Part of a data file:
○ ○ ○ ○ ○ ○ ○

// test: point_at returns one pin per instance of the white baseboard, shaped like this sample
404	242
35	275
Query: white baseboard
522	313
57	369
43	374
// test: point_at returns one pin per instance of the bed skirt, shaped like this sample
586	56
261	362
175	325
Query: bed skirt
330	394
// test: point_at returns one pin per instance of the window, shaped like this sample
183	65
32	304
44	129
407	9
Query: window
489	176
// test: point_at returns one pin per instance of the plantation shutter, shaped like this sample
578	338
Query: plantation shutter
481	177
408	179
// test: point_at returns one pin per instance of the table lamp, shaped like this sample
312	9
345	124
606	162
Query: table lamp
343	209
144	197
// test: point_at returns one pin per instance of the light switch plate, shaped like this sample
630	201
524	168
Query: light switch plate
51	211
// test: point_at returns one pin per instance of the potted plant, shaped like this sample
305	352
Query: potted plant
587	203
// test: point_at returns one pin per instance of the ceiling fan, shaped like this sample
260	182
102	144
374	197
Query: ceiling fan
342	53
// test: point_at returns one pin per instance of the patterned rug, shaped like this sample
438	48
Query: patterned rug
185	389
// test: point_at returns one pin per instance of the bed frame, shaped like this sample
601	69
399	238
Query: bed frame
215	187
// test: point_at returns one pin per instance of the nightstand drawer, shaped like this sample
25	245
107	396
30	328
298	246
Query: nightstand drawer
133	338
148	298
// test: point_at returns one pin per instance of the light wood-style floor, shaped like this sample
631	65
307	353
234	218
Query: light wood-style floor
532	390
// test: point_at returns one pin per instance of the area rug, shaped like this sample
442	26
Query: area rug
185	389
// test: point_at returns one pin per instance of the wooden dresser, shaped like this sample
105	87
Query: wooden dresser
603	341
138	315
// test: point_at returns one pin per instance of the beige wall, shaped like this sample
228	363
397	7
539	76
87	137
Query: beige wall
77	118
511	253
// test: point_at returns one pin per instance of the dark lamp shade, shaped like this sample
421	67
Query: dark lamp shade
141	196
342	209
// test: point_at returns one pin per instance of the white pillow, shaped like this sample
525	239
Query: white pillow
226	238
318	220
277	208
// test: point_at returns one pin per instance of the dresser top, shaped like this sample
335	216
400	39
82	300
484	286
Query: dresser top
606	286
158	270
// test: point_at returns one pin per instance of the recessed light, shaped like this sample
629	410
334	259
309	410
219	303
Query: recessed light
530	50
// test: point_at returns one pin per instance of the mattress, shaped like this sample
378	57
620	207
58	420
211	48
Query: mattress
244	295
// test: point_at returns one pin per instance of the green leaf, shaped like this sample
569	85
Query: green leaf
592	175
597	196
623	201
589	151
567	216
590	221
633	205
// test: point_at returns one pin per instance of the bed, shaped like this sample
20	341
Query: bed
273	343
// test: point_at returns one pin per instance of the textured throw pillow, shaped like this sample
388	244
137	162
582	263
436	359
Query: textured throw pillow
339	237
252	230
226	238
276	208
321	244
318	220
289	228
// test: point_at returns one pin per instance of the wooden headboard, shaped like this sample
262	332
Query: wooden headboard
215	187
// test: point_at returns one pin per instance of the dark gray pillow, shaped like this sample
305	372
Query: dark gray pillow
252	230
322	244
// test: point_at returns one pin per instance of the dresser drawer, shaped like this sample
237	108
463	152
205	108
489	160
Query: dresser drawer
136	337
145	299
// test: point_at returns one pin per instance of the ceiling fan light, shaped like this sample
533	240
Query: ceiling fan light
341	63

○ ○ ○ ○ ○ ○ ○

* [Your goal] Extract the complete data, matching each line exactly.

* [Reply to the exercise]
// test: point_at returns one pin per instance of the white baseboard, shaped like this sample
404	242
35	275
Query: white baseboard
522	313
57	369
43	374
// test: point_at returns one pin per instance of the bed skirt, shaped like this sample
586	56
261	362
175	325
Query: bed skirt
330	394
// test: point_at returns one pin per instance of the window, shaped like this sample
183	65
32	304
44	129
407	9
Query: window
489	176
// test: point_at returns one pin per instance of the plantation shutter, shaped like this sample
578	338
Query: plantation shutter
481	177
408	179
// test: point_at returns one pin per instance of the table lamp, shaped like this sample
312	9
345	124
606	162
Query: table lamp
343	209
144	197
// test: point_at returns one pin per instance of the light switch plate, shaped like this sample
630	201
524	168
Query: light switch plate
51	211
// test: point_at returns one pin per instance of the potted plant, shaped like this sample
305	352
Query: potted plant
587	203
// test: point_at returns one pin per instance of the ceiling fan, shaped like this sample
260	182
102	144
374	197
Query: ceiling fan
342	53
// test: point_at returns one pin per instance of the patterned rug, shaped like this sample
438	48
Query: patterned rug
185	389
// test: point_at returns one pin per instance of the bed frame, shaped like this sample
601	69
399	238
Query: bed frame
215	187
// test: point_at returns one pin per instance of the nightstand drawer, shaped like this sample
25	245
107	396
30	328
298	246
Query: nightstand drawer
133	338
148	298
// test: point_at returns one pin per instance of the light wood-style floor, shaped like this sample
631	65
307	353
234	218
Query: light wood-style floor
532	390
// test: point_at returns one pin per instance of the area rug, shaped like this sample
442	26
Query: area rug
185	389
// test: point_at returns one pin per instance of the wooden dresser, shaped like this sample
105	87
Query: wooden dresser
603	341
138	315
// test: point_at returns one pin per instance of the beige wall, shaped like this sample
228	363
397	7
539	76
87	137
Query: beige wall
77	118
511	253
// test: point_at returns one pin per instance of the dark lamp shade, shaped like this sample
421	67
Query: dark lamp shade
141	196
342	209
// test: point_at returns one pin per instance of the white pillow, shaped like this sample
525	239
Query: white pillow
226	238
318	220
277	208
// test: point_at returns one pin per instance of the dresser top, shaped like this sample
335	216
400	39
82	300
484	286
Query: dresser top
606	286
158	270
// test: point_at returns one pin per instance of the recessed light, shaped like this sample
629	410
334	259
309	410
219	303
Query: recessed light
530	50
// test: point_at returns one pin per instance of the mattress, shaped like this sample
378	57
620	207
58	420
211	48
Query: mattress
244	295
// test: point_at returns one pin per instance of the green leaf, shaped like this sample
569	85
Query: green leaf
592	175
597	196
623	201
589	151
567	216
590	221
633	205
// test: point_at returns one pin per instance of the bed, shaped like this sample
20	341
Query: bed
273	343
// test: point_at returns one pin per instance of the textured throw pillow, shaped like this sample
388	244
137	162
582	263
436	359
Query: textured throw pillow
339	237
252	230
226	238
276	208
321	244
318	220
289	228
// test: point_at returns one pin per instance of the wooden headboard, shaped like this sample
262	332
Query: wooden headboard
215	187
// test: point_at returns one pin per instance of the dark gray pillow, shaped like this sample
305	372
Query: dark gray pillow
252	230
322	244
// test: point_at returns one pin per instance of the dresser drawer, shaped like this sample
237	108
463	152
205	108
489	160
Query: dresser drawer
136	337
145	299
// test: point_at returns one pin per instance of the ceiling fan light, shaped like this sample
533	240
Query: ceiling fan light
341	63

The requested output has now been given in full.